» WRITTEN PROBLEM
Reproduce verbatim the records starting at the line containing "Place one marker on every instance of the rocky mountain" and ending at the line containing "pixel 837 452", including both of those lines. Omit the pictures from your output.

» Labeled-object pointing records
*****
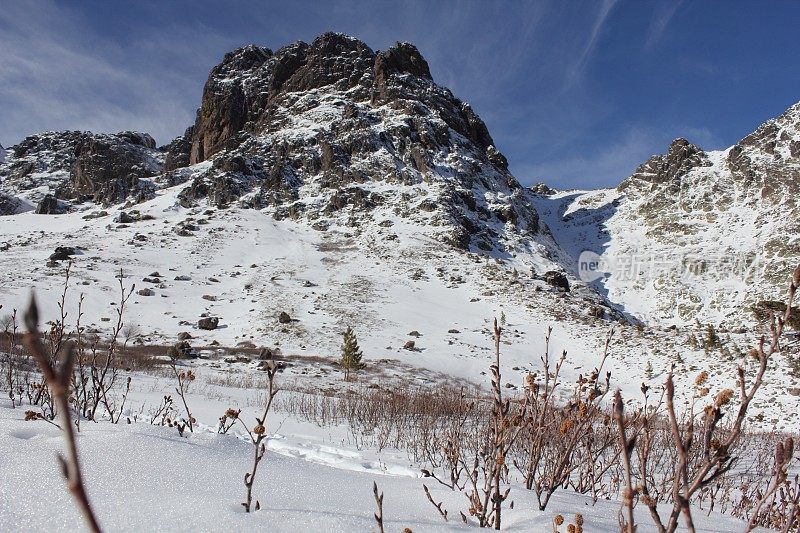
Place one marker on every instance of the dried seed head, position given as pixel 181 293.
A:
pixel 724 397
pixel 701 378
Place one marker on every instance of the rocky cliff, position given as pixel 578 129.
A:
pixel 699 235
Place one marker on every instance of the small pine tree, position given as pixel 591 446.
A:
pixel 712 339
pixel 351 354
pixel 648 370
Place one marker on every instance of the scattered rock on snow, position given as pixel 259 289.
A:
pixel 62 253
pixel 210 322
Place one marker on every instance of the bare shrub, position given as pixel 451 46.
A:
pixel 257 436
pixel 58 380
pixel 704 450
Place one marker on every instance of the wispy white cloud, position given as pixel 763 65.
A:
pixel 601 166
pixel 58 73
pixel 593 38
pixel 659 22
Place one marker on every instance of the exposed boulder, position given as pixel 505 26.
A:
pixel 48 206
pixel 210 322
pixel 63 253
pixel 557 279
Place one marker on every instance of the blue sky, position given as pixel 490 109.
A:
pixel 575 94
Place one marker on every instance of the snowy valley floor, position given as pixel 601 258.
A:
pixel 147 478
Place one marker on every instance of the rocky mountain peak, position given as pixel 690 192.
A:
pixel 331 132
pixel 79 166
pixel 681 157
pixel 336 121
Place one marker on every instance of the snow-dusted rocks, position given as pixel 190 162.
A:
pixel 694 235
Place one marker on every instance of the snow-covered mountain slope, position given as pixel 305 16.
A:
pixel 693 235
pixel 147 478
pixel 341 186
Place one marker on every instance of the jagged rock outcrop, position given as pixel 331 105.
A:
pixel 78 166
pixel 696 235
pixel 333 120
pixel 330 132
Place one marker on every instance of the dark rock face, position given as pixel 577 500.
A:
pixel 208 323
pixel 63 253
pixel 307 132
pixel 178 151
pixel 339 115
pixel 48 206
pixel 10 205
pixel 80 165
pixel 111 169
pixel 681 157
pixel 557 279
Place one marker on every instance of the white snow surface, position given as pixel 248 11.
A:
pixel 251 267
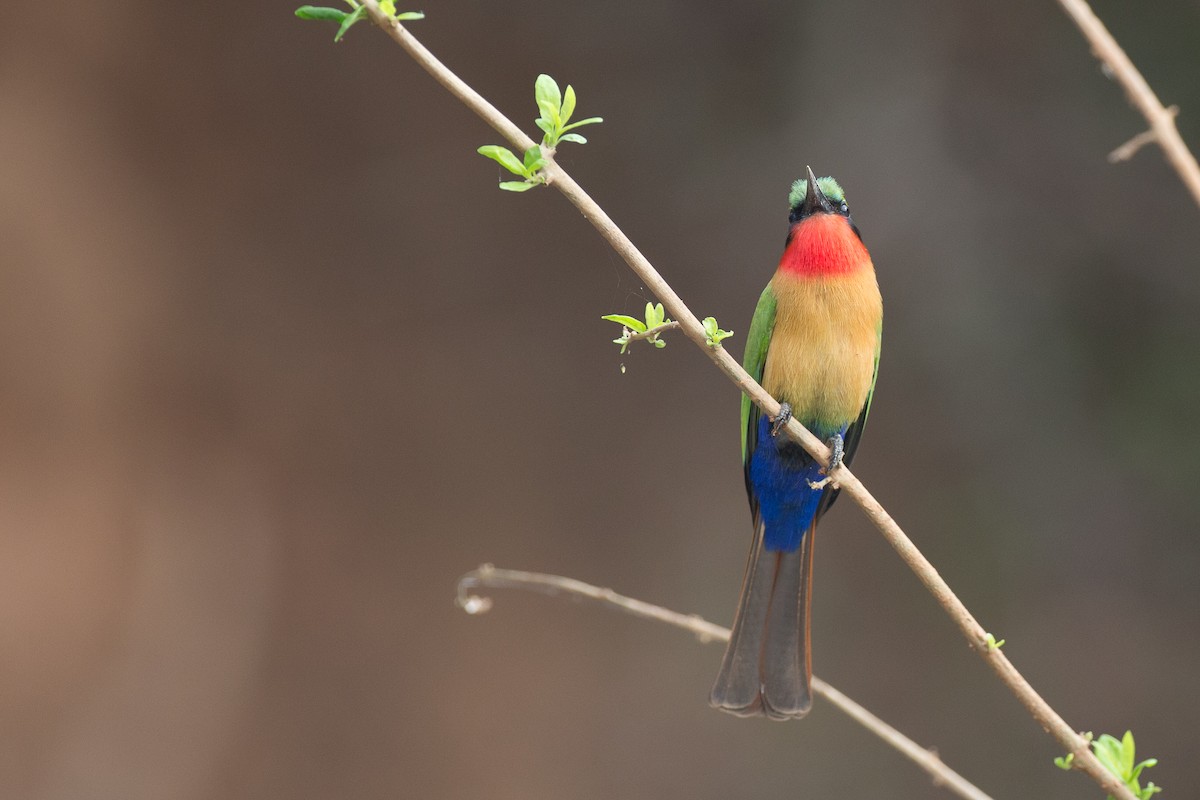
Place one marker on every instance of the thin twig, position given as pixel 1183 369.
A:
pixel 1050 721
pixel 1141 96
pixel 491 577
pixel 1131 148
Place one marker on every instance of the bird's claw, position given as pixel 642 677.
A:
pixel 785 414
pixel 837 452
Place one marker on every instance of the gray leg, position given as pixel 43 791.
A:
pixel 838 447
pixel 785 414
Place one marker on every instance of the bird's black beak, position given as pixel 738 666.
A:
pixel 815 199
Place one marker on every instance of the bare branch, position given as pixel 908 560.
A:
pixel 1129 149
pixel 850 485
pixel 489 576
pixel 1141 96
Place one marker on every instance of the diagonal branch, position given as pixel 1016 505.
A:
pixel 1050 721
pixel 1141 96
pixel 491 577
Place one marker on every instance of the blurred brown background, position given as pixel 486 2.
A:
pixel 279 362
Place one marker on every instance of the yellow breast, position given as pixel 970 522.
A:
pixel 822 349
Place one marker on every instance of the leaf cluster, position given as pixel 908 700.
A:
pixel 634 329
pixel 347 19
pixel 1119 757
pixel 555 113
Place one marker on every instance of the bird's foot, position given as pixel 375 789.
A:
*****
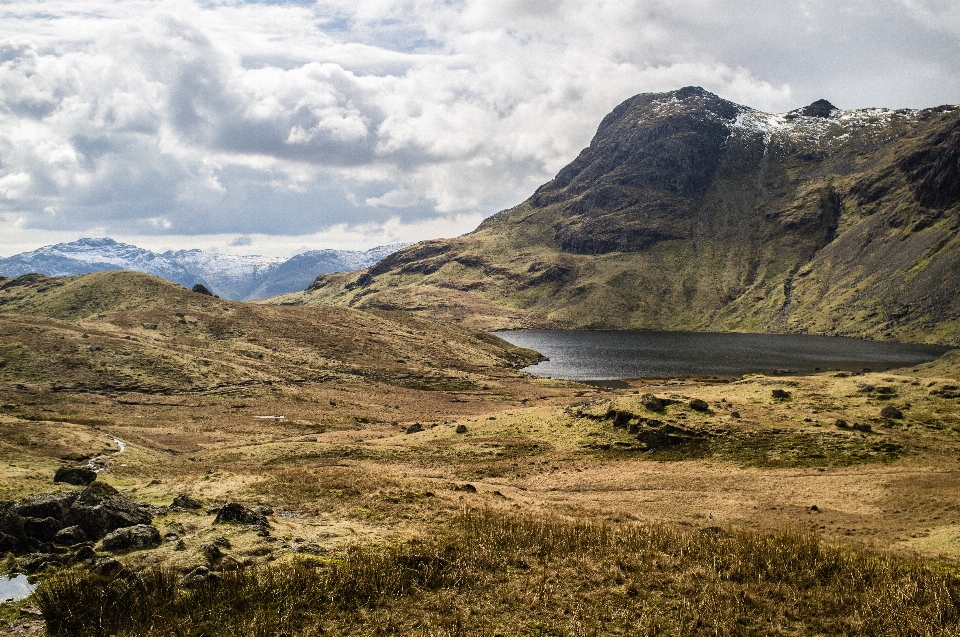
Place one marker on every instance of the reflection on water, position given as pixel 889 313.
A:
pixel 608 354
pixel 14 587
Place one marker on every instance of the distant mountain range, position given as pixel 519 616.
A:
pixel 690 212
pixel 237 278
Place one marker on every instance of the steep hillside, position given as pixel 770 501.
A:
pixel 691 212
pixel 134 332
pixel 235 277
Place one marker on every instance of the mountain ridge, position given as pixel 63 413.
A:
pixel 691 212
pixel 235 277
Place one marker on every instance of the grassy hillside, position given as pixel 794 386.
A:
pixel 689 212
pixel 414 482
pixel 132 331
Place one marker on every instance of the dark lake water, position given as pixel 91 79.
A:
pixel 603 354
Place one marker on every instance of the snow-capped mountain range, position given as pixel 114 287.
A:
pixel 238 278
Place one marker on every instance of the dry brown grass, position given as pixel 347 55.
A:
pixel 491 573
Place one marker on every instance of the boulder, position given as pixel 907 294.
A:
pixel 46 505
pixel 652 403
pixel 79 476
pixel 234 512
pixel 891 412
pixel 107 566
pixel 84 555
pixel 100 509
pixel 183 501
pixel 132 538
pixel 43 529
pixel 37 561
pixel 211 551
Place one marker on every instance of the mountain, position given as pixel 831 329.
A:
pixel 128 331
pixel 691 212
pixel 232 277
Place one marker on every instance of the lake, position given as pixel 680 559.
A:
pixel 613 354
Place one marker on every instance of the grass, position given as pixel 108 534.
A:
*****
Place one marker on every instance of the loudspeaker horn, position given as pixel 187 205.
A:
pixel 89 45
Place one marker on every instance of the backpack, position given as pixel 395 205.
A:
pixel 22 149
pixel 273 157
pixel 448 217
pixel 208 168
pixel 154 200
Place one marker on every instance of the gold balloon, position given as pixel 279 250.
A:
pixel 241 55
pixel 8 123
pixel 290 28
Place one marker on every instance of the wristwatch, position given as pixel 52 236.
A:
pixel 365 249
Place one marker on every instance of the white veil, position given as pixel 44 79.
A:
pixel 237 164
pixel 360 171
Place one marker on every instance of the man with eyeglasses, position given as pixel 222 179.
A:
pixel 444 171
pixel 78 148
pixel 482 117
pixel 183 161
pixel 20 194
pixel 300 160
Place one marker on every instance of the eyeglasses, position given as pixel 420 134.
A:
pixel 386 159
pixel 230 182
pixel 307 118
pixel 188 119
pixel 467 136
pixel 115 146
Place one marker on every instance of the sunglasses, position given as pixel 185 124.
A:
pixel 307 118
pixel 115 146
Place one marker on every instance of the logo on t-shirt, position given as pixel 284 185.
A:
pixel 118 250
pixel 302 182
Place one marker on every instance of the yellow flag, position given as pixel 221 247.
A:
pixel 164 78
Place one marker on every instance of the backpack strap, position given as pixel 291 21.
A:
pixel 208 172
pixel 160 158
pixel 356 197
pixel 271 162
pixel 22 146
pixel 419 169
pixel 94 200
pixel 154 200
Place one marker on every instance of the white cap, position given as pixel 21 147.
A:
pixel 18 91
*****
» ANSWER BELOW
Place one marker on every instance of the rocky mountain peak, position given as pixel 690 192.
A:
pixel 331 132
pixel 79 166
pixel 681 157
pixel 336 121
Place one marker on every instance of the snow-dusted rocks, position given as pixel 190 162.
A:
pixel 694 235
Place one marker on every instance of the snow-covered mountain slope, position given as pixel 305 16.
A:
pixel 693 235
pixel 147 478
pixel 341 186
Place one marker on every instance of the jagged rock outcrop, position given as pixel 331 105.
A:
pixel 78 166
pixel 696 235
pixel 333 120
pixel 330 132
Place one marker on every instance of the dark rock face, position given as pixel 577 500.
A:
pixel 208 323
pixel 63 253
pixel 307 132
pixel 178 151
pixel 339 115
pixel 48 206
pixel 10 205
pixel 80 165
pixel 111 169
pixel 681 157
pixel 557 279
Place one marker on every instance of the white snow surface, position given as pixel 248 11.
A:
pixel 251 267
Place one marker on every instance of the thin twig, position given as pixel 1183 369.
A:
pixel 1050 721
pixel 1141 96
pixel 491 577
pixel 1131 148
Place one marker on every instance of the bird's claw, position given as pixel 642 677.
A:
pixel 785 414
pixel 837 452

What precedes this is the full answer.